Assignment:
Your answer must restate the listing below word for word and contain no images.
________________________________________
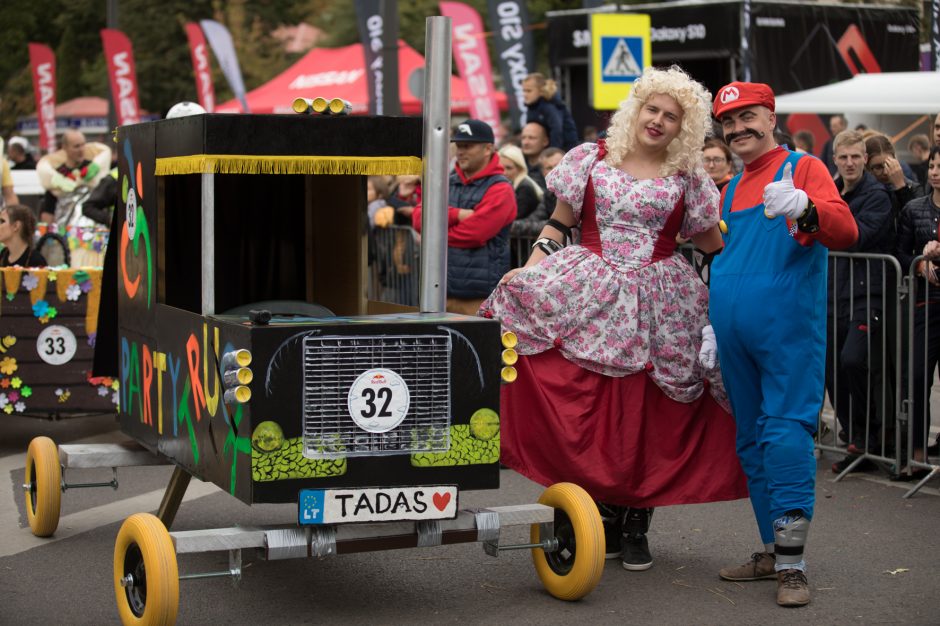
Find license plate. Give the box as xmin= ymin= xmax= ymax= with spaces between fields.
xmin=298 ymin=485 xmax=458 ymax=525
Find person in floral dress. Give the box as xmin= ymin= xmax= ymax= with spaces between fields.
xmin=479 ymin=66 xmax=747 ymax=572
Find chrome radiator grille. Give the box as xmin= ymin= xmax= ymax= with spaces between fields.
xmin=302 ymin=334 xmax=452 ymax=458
________________________________________
Result for this task:
Find license plate. Give the box as xmin= ymin= xmax= ymax= with spaces between fields.
xmin=298 ymin=485 xmax=458 ymax=525
Find person in floral dress. Give the box as xmin= ymin= xmax= ymax= with spaces between fields.
xmin=479 ymin=66 xmax=747 ymax=572
Find chrome radiator grille. Give the box as xmin= ymin= xmax= ymax= with spaces between fields.
xmin=302 ymin=334 xmax=452 ymax=458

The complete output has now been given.